» DOCUMENT SEGMENT
Segment Open

(502a) Scale-up Modelling and Analysis of a Pharmaceutical Crystallization Process | AIChE

(502a) Scale-up Modelling and Analysis of a Pharmaceutical Crystallization Process

Authors 

Öner, M. - Presenter, Technical University of Denmark
Molla, G. S., Technical University of Denmark
Freitag, M. F., LEO Pharma A/S
Stocks, S. M., LEO Pharma A/S
Abildskov, J., Technical University of Denmark
Sin, G., Technical University of Denmark
One of the great challenges in the design of industrial crystallization processes is to predict the influence of crystallizer scale on the process behavior and product quality attributes. Industrial crystallizers demonstrate far from well-mixed behavior. Local variations of critical process variables such as supersaturation, particle concentration, temperature profiles, etc. exist within industrial crystallizers. Consequently, crystallization process models that are based on the assumption of well-mixed systems are not fit for use in supporting optimal scale-up and design of industrial crystallizers. A more detailed insight into the mixing behavior and its consequences on local crystallization phenomena –such as a distributed parameter model- is needed in order to achieve reliable design, including an appropriate process scale-up.

Segment Closed

» Data entries
Segment Open

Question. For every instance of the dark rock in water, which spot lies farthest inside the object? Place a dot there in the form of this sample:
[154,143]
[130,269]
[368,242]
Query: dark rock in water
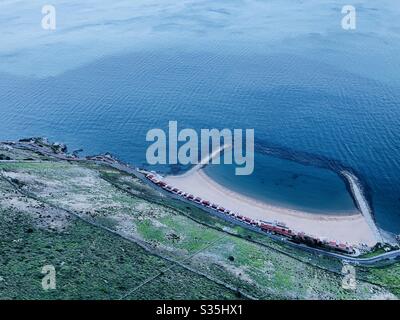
[4,157]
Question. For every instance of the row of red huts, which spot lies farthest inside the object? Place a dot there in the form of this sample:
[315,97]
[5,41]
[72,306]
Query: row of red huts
[273,228]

Segment Closed

» PROBLEMS TO SOLVE
1/ Decide whether each statement agrees with the crystallization abstract, answering yes or no and quoting the words from the abstract that decide it: (a) Industrial crystallizers behave as well-mixed systems. (b) The presenter is affiliated with the Technical University of Denmark. (c) Temperature profiles are among the process variables that vary locally within industrial crystallizers.
2/ In the crystallization abstract, what kind of model is given as an example of the more detailed insight into mixing behavior that is needed?
These rows are not needed for the tasks.

» OUTPUTS FOR THE TASKS
1/
(a) No: "Industrial crystallizers demonstrate far from well-mixed behavior."
(b) Yes: "Öner, M. - Presenter, Technical University of Denmark"
(c) Yes: "Local variations of critical process variables such as supersaturation, particle concentration, temperature profiles, etc. exist within industrial crystallizers."

2/ A distributed parameter model.